▶ _Given request_
Can you reproduce every one of these rows with "clear ice chunk" swapped for "translucent ice chunk" and nothing else altered?
··· The records
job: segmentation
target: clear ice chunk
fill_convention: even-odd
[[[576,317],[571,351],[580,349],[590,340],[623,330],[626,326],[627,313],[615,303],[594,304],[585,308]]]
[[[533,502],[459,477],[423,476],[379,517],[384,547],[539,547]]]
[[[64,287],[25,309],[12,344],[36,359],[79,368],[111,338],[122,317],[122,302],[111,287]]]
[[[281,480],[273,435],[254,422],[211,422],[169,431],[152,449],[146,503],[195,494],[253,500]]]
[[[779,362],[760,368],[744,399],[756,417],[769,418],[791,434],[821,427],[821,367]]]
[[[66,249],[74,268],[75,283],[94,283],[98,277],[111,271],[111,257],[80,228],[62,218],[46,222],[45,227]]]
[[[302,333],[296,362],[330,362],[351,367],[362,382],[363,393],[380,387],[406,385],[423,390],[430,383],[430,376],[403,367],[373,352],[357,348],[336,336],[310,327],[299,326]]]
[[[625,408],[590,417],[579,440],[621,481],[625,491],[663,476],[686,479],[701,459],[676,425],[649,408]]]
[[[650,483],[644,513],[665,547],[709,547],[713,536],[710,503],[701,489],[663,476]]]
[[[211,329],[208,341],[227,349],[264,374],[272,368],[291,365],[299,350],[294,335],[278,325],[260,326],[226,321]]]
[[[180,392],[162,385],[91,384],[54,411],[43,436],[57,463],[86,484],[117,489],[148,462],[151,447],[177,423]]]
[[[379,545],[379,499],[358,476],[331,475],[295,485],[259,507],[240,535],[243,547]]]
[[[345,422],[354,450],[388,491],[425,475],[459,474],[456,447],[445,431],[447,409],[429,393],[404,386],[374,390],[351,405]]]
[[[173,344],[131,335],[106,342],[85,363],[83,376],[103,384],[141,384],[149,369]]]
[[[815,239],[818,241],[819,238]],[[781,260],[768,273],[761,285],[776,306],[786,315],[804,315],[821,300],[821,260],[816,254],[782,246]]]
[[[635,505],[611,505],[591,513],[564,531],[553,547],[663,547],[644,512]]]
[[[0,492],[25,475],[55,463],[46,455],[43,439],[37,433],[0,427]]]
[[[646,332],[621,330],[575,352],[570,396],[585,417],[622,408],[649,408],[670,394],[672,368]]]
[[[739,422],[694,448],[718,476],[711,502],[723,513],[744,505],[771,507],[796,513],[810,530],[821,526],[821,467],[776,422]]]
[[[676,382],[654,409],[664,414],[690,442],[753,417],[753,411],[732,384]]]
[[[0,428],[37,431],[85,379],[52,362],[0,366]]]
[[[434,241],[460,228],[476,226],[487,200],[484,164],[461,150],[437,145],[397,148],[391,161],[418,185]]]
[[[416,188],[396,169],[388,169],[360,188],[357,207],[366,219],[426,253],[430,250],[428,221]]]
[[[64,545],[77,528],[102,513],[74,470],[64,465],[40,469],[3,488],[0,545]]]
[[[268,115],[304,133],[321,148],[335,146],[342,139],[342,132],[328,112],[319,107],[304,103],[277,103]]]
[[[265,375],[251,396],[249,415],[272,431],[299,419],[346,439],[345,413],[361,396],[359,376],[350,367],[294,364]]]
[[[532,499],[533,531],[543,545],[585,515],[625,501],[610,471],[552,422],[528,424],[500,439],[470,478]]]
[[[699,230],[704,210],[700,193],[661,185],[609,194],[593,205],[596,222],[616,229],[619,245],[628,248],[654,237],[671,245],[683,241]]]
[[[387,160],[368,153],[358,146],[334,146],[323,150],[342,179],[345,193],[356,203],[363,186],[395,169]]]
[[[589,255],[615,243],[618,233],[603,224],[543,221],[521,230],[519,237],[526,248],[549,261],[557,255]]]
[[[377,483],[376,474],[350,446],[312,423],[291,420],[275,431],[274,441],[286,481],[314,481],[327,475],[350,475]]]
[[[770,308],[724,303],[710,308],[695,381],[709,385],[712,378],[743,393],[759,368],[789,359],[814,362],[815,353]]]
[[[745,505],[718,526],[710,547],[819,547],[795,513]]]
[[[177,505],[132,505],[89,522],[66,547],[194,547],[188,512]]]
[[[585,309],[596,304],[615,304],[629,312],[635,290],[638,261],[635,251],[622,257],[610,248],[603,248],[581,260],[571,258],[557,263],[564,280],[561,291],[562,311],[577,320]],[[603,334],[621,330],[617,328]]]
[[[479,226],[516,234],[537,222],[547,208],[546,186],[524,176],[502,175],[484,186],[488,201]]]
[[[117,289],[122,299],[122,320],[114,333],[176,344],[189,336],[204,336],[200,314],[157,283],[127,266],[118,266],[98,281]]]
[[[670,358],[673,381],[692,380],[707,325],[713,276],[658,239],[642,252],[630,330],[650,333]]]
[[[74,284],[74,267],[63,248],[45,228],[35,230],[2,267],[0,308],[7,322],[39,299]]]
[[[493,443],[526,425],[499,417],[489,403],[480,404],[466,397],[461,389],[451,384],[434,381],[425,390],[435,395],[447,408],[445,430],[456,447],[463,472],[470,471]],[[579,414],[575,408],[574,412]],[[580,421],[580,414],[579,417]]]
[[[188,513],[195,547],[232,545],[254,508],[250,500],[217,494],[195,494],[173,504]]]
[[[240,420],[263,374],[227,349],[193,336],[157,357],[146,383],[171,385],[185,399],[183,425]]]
······
▶ _Task output_
job: segmentation
target: translucent ice chunk
fill_convention: even-odd
[[[576,317],[571,351],[580,349],[590,340],[623,330],[626,326],[627,313],[615,303],[594,304],[585,308]]]
[[[533,502],[459,477],[423,476],[379,517],[384,547],[539,547]]]
[[[64,287],[25,309],[12,344],[36,359],[79,368],[111,338],[122,317],[122,302],[111,287]]]
[[[281,480],[273,435],[254,422],[211,422],[169,431],[152,449],[146,503],[195,494],[253,500]]]
[[[779,362],[760,368],[744,399],[756,417],[769,418],[791,434],[821,427],[821,367]]]
[[[66,249],[74,268],[75,283],[94,283],[98,277],[111,271],[111,257],[80,228],[62,218],[46,222],[45,227]]]
[[[302,333],[296,362],[330,362],[351,367],[362,382],[363,393],[380,387],[406,385],[423,390],[430,383],[430,376],[403,367],[373,352],[357,348],[336,336],[310,327],[299,326]]]
[[[625,408],[590,417],[579,440],[621,481],[625,491],[663,476],[686,479],[701,459],[676,425],[649,408]]]
[[[650,483],[644,513],[665,547],[709,547],[713,536],[710,503],[701,489],[663,476]]]
[[[211,329],[208,341],[227,349],[264,374],[272,368],[291,365],[299,350],[294,335],[278,325],[260,326],[226,321]]]
[[[180,392],[162,385],[91,384],[54,411],[43,436],[57,463],[86,484],[117,489],[148,462],[151,447],[177,423]]]
[[[379,545],[379,499],[358,476],[331,475],[295,485],[259,507],[240,535],[243,547]]]
[[[345,422],[354,450],[388,491],[425,475],[459,474],[456,447],[445,431],[447,409],[429,393],[404,386],[374,390],[351,405]]]
[[[173,344],[131,335],[106,342],[85,363],[83,376],[103,384],[141,384],[149,369]]]
[[[815,239],[818,241],[819,238]],[[781,260],[768,273],[761,285],[776,306],[786,315],[804,315],[821,300],[821,260],[816,254],[782,246]]]
[[[635,505],[611,505],[591,513],[564,531],[553,547],[663,547],[644,512]]]
[[[0,492],[25,475],[55,463],[46,455],[43,439],[37,433],[0,427]]]
[[[646,332],[621,330],[575,352],[570,396],[585,417],[622,408],[649,408],[670,394],[672,368]]]
[[[739,422],[694,448],[718,476],[711,502],[723,513],[744,505],[771,507],[796,513],[810,530],[821,526],[821,467],[776,422]]]
[[[676,382],[654,409],[664,414],[690,442],[753,417],[753,411],[732,384]]]
[[[0,428],[37,431],[85,379],[52,362],[0,366]]]
[[[434,241],[460,228],[476,226],[487,200],[484,164],[461,150],[437,145],[397,148],[391,161],[418,185]]]
[[[416,188],[396,169],[388,169],[360,188],[357,207],[366,219],[426,253],[430,250],[428,221]]]
[[[64,545],[77,528],[102,513],[74,470],[64,465],[40,469],[3,488],[0,545]]]
[[[268,115],[304,133],[321,148],[335,146],[342,139],[342,132],[328,112],[319,107],[304,103],[277,103]]]
[[[265,375],[251,396],[249,415],[272,431],[299,419],[346,439],[345,413],[361,396],[359,376],[350,367],[294,364]]]
[[[532,499],[533,531],[543,545],[585,515],[625,501],[610,471],[552,422],[528,424],[500,439],[470,478]]]
[[[699,230],[704,210],[700,193],[661,185],[609,194],[593,205],[596,222],[616,229],[619,245],[628,248],[654,237],[671,245],[683,241]]]
[[[387,160],[368,153],[358,146],[334,146],[323,150],[342,179],[345,193],[356,203],[363,186],[395,169]]]
[[[589,255],[615,243],[618,233],[603,224],[543,221],[521,230],[519,237],[526,248],[549,261],[557,255]]]
[[[377,483],[376,474],[350,446],[312,423],[291,420],[275,431],[274,441],[286,481],[314,481],[327,475],[350,475]]]
[[[770,308],[724,303],[710,308],[695,381],[709,385],[712,378],[743,393],[759,368],[789,359],[814,362],[815,353]]]
[[[745,505],[718,526],[710,547],[819,547],[795,513]]]
[[[177,505],[132,505],[89,522],[66,547],[194,547],[188,512]]]
[[[585,309],[596,304],[615,304],[629,312],[635,290],[638,261],[635,251],[622,257],[610,248],[603,248],[581,260],[571,258],[557,263],[564,280],[561,291],[562,311],[577,320]],[[603,334],[621,330],[617,328]]]
[[[479,226],[516,234],[537,222],[547,208],[546,186],[524,176],[502,175],[484,186],[488,201]]]
[[[117,289],[122,299],[122,320],[114,333],[176,344],[189,336],[204,336],[200,314],[157,283],[127,266],[118,266],[98,281]]]
[[[670,358],[673,381],[692,380],[707,325],[713,276],[658,239],[642,252],[630,330],[650,333]]]
[[[74,284],[74,267],[63,248],[45,228],[35,230],[2,267],[0,308],[7,322],[39,299]]]
[[[493,443],[526,425],[499,417],[489,403],[480,404],[466,397],[461,389],[451,384],[434,381],[425,390],[435,395],[447,408],[445,430],[456,447],[463,472],[470,471]],[[579,414],[575,408],[574,412]],[[580,421],[580,414],[579,417]]]
[[[188,513],[195,547],[232,545],[254,508],[250,500],[217,494],[195,494],[173,504]]]
[[[240,420],[263,374],[227,349],[193,336],[157,357],[146,383],[171,385],[185,399],[183,425]]]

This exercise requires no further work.